**REQUEST**
Output the lines below as a numbered list, beginning at the line that contains "Can you find the window" and stopping after the line that contains "pixel 250 343", with both included and any blank lines omitted.

Entries from a point annotation set
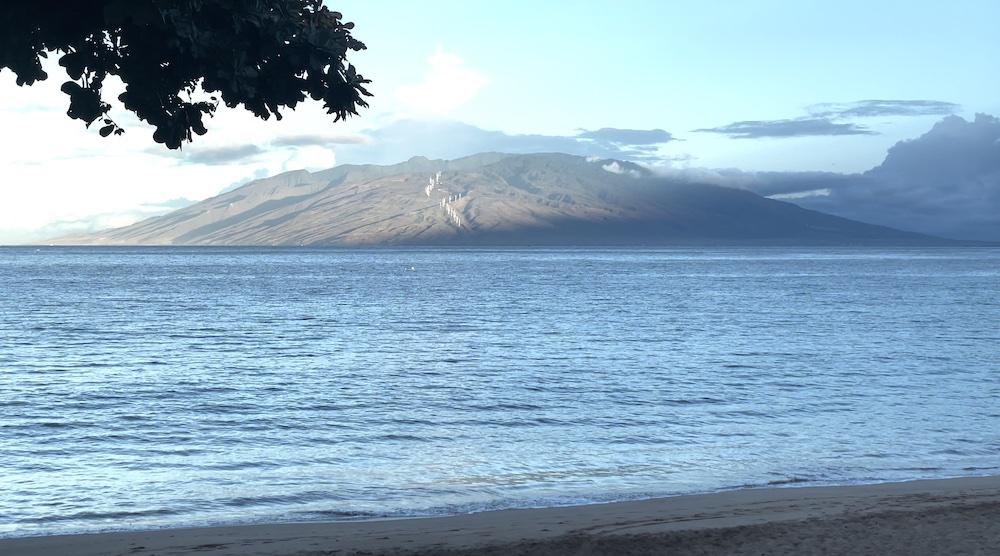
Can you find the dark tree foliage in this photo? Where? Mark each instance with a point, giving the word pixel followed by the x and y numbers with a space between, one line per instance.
pixel 261 54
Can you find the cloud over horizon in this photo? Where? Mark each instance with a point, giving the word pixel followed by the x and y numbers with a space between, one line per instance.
pixel 449 139
pixel 787 128
pixel 823 119
pixel 945 182
pixel 879 108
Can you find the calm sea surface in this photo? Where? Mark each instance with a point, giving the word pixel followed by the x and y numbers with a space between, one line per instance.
pixel 145 388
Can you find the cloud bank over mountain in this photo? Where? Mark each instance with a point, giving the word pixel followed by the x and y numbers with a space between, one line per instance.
pixel 945 182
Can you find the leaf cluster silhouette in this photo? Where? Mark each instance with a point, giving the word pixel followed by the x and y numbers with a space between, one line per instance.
pixel 179 59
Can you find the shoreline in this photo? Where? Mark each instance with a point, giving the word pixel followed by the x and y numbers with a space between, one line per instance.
pixel 954 516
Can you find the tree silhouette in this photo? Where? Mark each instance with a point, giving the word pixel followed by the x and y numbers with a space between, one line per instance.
pixel 178 58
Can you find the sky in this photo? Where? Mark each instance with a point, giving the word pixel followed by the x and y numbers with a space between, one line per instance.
pixel 796 98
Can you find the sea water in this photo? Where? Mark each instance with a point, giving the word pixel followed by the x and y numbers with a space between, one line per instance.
pixel 165 387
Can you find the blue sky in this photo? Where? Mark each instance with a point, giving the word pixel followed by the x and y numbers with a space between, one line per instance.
pixel 763 86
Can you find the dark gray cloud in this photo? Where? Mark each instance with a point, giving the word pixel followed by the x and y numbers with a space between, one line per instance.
pixel 945 183
pixel 318 140
pixel 221 155
pixel 450 139
pixel 878 108
pixel 823 119
pixel 787 128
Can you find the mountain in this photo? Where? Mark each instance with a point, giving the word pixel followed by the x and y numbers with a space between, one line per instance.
pixel 491 199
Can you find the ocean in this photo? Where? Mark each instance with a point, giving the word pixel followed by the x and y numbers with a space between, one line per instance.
pixel 145 388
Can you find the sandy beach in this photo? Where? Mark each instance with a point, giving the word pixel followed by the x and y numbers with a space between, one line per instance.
pixel 953 516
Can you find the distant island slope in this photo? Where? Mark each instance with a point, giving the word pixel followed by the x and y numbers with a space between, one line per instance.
pixel 493 199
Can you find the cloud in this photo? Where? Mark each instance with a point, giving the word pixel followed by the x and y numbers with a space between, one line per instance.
pixel 213 156
pixel 309 158
pixel 616 168
pixel 628 136
pixel 448 86
pixel 822 119
pixel 945 182
pixel 879 108
pixel 787 128
pixel 449 139
pixel 320 140
pixel 104 221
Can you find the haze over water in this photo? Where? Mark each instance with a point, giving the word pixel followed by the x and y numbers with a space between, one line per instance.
pixel 185 386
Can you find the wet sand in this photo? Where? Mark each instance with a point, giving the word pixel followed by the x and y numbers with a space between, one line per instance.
pixel 953 517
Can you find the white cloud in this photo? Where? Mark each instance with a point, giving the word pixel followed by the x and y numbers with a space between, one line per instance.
pixel 448 86
pixel 309 158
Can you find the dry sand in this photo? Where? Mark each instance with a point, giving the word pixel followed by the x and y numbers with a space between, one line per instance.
pixel 945 517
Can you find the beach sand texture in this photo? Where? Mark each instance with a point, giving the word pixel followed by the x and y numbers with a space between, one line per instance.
pixel 938 517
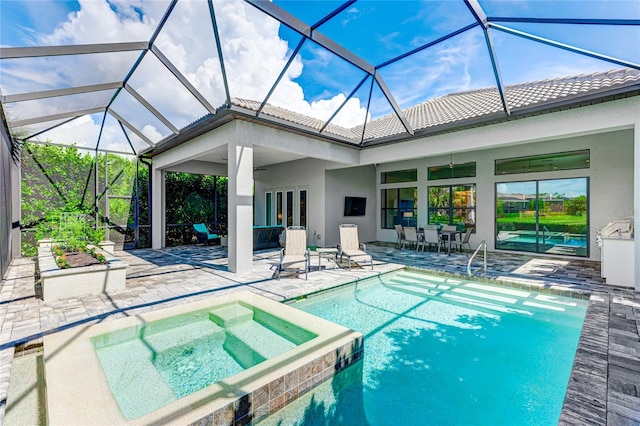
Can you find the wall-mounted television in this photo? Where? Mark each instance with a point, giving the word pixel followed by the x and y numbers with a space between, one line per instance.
pixel 354 206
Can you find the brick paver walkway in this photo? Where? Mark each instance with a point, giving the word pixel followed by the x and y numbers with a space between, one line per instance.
pixel 605 383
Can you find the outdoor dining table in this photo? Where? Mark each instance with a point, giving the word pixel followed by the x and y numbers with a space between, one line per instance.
pixel 450 235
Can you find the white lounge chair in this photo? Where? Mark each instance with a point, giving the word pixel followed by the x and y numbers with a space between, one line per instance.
pixel 431 237
pixel 411 237
pixel 465 240
pixel 400 233
pixel 351 247
pixel 295 255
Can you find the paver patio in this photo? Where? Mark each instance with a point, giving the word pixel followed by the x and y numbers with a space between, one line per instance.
pixel 604 387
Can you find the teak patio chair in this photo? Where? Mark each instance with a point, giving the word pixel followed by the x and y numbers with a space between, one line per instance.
pixel 295 255
pixel 351 247
pixel 203 235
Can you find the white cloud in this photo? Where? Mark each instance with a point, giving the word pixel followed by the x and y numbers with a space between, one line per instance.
pixel 253 51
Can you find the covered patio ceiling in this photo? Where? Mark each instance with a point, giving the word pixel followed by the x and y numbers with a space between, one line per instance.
pixel 137 77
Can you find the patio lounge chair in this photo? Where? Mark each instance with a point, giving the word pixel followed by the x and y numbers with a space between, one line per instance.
pixel 465 240
pixel 350 246
pixel 431 237
pixel 295 255
pixel 401 236
pixel 203 235
pixel 411 237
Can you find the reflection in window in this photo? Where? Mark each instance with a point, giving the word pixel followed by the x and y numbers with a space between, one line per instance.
pixel 453 205
pixel 544 163
pixel 544 216
pixel 399 176
pixel 303 208
pixel 289 208
pixel 279 208
pixel 399 206
pixel 267 209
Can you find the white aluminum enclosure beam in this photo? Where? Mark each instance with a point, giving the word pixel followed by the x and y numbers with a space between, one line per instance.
pixel 151 109
pixel 394 104
pixel 167 63
pixel 78 147
pixel 565 46
pixel 132 128
pixel 53 117
pixel 478 13
pixel 292 22
pixel 79 49
pixel 21 97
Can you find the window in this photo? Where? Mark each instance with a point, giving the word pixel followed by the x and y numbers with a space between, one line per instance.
pixel 544 163
pixel 289 208
pixel 543 216
pixel 399 176
pixel 399 206
pixel 303 208
pixel 279 208
pixel 267 208
pixel 451 171
pixel 452 205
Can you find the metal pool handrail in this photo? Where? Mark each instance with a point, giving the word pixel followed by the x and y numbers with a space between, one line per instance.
pixel 482 244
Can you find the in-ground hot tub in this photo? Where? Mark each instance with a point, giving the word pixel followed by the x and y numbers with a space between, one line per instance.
pixel 218 360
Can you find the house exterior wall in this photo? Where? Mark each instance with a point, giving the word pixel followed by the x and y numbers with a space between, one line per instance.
pixel 350 182
pixel 610 174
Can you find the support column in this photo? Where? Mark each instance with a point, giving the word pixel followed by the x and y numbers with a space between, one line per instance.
pixel 15 238
pixel 240 206
pixel 636 201
pixel 158 222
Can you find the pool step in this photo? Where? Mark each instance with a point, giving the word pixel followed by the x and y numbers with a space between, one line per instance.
pixel 230 315
pixel 487 296
pixel 179 336
pixel 250 343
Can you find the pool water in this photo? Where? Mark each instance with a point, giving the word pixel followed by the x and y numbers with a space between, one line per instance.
pixel 444 351
pixel 151 366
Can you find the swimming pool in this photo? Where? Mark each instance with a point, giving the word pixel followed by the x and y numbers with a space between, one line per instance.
pixel 445 351
pixel 171 366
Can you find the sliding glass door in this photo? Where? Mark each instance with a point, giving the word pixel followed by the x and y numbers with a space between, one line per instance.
pixel 543 216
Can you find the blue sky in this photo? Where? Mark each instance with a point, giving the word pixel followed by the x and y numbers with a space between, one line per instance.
pixel 256 48
pixel 570 188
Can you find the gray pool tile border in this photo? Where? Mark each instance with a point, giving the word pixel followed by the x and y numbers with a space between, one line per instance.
pixel 282 391
pixel 24 318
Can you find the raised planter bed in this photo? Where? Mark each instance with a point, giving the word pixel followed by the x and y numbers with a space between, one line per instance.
pixel 94 279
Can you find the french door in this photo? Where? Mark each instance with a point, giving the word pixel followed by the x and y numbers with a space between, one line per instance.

**THE REPLY**
1. Can you find the window in this photo? Where? Mark each instance with a point, giving the word pixel followed by the x and y numbers with a space between, one line per instance.
2. pixel 544 163
3. pixel 289 208
4. pixel 543 216
5. pixel 399 176
6. pixel 399 206
7. pixel 303 208
8. pixel 279 208
9. pixel 267 208
10. pixel 451 171
11. pixel 452 205
12. Can you find the metal pool handrail in this photo? Where? Mark each instance with a point, giving the word pixel followed by the x and y numbers with a space between, one line per instance.
13. pixel 482 244
14. Can you find the in-ground hot tub in this photo? Where? Mark each instance with a point, giving the word pixel followed by the x and y numbers with a space between, one line per instance.
15. pixel 218 360
16. Can you find the house exterior wall in this photo? Where? Mark each instance with a point, giving the word pixel followed by the x and y numbers with a space between, one line per instance.
17. pixel 350 182
18. pixel 610 174
19. Can you find the support column in this photo? Where? Mark each instance with a point, giving the word pixel followed by the x and y numbers with a space between, one line per instance.
20. pixel 15 238
21. pixel 240 206
22. pixel 636 201
23. pixel 158 222
24. Can you find the pool step in this photo? Where? Mark each instance with a point, giving the word pixel followed by the x and y numbers with a space between, one line per instance.
25. pixel 230 315
26. pixel 487 296
27. pixel 179 336
28. pixel 250 343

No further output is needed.